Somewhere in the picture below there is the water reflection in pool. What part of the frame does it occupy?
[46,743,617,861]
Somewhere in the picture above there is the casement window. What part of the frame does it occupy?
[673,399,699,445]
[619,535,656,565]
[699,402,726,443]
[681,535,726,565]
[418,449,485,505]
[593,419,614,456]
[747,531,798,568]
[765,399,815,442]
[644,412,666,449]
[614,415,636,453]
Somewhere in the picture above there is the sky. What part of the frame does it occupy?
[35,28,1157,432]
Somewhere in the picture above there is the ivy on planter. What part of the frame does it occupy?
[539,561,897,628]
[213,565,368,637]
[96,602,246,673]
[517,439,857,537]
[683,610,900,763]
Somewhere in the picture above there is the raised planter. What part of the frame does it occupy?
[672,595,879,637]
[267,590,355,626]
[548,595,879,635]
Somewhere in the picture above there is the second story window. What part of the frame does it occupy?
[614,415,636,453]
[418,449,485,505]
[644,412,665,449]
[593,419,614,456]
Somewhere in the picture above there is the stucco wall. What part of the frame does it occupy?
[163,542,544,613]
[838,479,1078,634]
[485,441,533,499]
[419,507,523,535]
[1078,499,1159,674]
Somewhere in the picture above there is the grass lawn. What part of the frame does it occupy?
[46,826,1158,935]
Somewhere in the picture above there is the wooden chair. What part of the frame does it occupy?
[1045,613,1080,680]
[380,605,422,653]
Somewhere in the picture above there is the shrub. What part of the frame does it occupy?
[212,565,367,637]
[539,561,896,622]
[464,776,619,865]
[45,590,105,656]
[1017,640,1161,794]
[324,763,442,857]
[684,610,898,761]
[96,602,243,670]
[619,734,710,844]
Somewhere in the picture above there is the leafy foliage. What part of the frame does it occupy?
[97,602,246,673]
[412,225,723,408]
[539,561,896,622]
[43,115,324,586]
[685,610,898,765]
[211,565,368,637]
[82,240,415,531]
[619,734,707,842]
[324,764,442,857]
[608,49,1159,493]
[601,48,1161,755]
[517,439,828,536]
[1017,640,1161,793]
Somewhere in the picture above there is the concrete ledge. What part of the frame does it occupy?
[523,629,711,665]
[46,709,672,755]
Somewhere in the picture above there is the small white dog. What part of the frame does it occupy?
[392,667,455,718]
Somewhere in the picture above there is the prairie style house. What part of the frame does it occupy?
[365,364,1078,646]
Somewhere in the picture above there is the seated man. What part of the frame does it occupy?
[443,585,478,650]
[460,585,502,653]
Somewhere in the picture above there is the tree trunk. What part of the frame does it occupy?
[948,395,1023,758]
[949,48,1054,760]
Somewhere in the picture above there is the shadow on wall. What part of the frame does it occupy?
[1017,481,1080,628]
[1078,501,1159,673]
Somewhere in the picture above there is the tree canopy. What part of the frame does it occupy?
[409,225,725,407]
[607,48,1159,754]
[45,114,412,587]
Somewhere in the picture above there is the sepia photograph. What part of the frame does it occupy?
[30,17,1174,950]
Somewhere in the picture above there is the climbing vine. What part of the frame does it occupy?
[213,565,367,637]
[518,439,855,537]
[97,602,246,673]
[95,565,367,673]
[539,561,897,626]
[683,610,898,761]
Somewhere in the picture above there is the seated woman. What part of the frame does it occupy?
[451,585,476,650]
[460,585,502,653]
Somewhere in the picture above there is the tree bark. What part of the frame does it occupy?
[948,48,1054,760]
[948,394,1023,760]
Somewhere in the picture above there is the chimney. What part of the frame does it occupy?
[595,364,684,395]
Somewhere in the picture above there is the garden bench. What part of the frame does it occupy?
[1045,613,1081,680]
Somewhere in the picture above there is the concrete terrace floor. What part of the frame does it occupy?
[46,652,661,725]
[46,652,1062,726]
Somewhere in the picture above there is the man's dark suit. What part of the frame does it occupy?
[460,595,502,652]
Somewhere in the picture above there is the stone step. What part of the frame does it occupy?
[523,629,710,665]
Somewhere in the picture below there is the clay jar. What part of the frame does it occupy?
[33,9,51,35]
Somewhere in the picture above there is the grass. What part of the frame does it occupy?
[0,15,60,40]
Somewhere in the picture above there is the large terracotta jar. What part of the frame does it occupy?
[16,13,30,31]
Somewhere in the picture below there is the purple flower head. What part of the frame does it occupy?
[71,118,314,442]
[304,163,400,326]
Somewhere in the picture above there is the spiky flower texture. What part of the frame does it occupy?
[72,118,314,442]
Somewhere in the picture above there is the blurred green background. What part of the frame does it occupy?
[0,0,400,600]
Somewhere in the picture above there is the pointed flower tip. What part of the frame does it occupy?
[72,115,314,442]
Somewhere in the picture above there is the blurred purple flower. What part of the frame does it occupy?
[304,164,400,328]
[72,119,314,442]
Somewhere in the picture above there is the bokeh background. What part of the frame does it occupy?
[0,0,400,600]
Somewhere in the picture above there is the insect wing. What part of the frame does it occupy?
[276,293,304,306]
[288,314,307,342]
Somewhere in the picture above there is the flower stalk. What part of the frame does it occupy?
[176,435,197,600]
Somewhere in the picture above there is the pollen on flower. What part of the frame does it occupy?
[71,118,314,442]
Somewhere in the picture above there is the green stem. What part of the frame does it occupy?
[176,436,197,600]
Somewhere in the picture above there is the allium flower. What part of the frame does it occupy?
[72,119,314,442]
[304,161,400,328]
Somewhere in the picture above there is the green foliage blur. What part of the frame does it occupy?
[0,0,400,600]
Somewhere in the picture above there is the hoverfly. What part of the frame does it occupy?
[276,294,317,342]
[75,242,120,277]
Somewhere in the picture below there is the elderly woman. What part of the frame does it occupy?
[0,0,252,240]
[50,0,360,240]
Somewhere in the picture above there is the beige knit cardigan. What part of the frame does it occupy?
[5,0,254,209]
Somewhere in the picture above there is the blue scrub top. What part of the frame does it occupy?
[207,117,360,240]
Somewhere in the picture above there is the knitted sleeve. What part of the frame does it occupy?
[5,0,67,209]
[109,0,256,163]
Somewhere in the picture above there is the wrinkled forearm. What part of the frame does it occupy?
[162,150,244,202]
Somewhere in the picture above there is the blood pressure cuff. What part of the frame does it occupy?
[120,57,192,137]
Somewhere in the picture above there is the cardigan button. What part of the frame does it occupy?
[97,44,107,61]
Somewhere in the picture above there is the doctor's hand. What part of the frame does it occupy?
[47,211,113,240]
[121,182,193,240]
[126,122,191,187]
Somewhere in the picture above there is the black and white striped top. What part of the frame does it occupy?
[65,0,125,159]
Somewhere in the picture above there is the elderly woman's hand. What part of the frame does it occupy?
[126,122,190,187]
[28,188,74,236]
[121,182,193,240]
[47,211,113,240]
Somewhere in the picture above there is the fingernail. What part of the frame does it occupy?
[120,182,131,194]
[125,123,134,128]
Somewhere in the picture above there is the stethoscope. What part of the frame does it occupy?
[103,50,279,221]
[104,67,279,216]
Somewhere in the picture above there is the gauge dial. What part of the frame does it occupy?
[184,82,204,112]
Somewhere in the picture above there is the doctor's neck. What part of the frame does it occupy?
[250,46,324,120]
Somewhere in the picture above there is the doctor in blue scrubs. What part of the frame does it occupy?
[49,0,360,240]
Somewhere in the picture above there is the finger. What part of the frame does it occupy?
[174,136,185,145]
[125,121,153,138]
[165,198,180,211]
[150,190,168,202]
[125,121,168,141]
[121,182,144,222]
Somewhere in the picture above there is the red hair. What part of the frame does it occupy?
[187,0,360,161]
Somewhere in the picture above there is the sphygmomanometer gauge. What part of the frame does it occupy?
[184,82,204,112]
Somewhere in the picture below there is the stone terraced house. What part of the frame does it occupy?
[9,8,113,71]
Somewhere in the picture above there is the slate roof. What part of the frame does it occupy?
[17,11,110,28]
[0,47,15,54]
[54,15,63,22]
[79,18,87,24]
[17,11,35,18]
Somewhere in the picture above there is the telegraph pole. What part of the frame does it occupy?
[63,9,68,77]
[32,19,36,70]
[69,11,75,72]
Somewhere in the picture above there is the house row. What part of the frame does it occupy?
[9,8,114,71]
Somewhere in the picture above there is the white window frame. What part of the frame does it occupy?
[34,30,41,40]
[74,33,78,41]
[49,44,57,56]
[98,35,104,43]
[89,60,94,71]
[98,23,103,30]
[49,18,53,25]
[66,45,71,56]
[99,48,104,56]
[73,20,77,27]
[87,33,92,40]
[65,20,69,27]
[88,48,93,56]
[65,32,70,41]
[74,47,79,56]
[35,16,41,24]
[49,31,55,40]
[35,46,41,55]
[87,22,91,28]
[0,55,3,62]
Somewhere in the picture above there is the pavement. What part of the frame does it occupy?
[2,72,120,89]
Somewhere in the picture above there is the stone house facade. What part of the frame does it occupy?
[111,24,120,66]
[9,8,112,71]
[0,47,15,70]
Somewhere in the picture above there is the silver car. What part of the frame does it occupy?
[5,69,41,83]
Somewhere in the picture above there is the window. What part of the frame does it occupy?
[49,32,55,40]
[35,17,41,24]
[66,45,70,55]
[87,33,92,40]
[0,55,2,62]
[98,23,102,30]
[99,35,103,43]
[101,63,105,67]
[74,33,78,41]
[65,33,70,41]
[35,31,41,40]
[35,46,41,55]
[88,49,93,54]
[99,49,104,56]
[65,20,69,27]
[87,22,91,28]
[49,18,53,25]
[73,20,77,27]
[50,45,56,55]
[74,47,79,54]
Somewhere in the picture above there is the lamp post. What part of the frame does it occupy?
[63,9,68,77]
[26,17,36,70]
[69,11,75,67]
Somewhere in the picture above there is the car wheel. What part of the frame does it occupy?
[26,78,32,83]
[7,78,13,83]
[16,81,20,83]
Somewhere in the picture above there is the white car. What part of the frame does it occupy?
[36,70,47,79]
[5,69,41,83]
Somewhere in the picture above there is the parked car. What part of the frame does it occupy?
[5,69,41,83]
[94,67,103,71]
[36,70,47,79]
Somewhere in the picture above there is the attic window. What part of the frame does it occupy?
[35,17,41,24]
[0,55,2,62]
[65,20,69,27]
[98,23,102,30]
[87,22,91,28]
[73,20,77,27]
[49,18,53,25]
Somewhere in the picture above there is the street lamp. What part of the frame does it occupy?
:::
## Exercise description
Please copy only the lines above that begin with the one containing "Somewhere in the picture above there is the large" and end with the one containing "[72,118,314,442]", including both of those lines.

## The reply
Somewhere in the picture above there is the large terracotta jar. What part of the frame does it occupy?
[16,13,30,31]
Somewhere in the picture below there is the purple flower head. What part of the frame does it occupy?
[71,118,314,442]
[304,163,400,326]
Somewhere in the picture above there is the spiky flower texture. What part of the frame does it occupy?
[72,118,314,442]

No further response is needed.